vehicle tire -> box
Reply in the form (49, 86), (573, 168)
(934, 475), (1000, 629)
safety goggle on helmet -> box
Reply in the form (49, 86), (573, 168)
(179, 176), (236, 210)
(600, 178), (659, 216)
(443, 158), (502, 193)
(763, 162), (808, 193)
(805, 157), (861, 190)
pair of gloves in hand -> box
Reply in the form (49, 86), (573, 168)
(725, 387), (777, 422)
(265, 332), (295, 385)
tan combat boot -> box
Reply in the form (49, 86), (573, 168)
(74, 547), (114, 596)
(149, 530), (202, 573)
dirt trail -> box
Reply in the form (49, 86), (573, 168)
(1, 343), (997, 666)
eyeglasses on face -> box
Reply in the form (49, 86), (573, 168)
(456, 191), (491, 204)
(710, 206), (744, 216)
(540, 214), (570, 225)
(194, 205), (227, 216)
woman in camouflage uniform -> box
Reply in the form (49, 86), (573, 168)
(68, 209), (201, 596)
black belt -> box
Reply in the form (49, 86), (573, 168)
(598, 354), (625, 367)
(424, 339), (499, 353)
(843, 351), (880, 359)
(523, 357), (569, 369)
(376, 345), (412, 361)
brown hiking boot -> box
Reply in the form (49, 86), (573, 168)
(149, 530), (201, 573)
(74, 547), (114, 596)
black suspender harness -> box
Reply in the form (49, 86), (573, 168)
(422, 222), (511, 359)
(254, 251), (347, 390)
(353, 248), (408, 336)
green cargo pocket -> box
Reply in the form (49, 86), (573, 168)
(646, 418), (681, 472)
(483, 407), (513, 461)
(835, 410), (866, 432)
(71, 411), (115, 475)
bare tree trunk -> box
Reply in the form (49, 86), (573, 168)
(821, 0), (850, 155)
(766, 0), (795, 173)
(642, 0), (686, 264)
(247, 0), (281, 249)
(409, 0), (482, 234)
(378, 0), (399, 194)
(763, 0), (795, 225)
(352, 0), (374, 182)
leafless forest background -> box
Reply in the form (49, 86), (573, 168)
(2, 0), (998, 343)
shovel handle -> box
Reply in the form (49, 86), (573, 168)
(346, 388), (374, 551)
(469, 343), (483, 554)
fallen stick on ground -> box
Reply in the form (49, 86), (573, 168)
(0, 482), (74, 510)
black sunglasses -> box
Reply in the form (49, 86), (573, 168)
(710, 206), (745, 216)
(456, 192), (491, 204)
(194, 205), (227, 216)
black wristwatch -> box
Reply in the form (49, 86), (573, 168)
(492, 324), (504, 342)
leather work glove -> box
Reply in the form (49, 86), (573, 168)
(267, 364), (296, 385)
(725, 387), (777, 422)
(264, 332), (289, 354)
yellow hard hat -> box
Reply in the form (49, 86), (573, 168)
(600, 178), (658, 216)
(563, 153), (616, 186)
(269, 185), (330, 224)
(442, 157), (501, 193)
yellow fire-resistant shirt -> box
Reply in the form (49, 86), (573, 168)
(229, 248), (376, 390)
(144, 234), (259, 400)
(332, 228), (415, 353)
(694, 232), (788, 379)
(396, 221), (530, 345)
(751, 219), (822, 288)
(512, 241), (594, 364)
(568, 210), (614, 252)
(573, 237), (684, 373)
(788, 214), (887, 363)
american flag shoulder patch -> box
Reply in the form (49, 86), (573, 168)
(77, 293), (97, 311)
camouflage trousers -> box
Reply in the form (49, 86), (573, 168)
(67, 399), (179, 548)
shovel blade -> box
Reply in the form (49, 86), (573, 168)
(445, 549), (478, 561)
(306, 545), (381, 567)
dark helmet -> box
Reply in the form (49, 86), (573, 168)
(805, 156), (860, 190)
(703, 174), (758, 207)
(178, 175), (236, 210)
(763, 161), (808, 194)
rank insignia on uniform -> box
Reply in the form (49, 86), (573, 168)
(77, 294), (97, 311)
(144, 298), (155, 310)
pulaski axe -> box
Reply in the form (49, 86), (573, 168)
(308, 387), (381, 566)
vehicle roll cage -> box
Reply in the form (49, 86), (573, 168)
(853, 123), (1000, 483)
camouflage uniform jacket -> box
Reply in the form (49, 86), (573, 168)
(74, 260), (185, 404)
····················
■ **TASK DESCRIPTION**
Up to and including the line with "safety goggle on helmet -> box", restate the records above word for word from the very first line.

■ **FINISHED TASK**
vehicle tire -> box
Reply in the form (49, 86), (573, 168)
(934, 475), (1000, 629)
safety goggle on helmet -> box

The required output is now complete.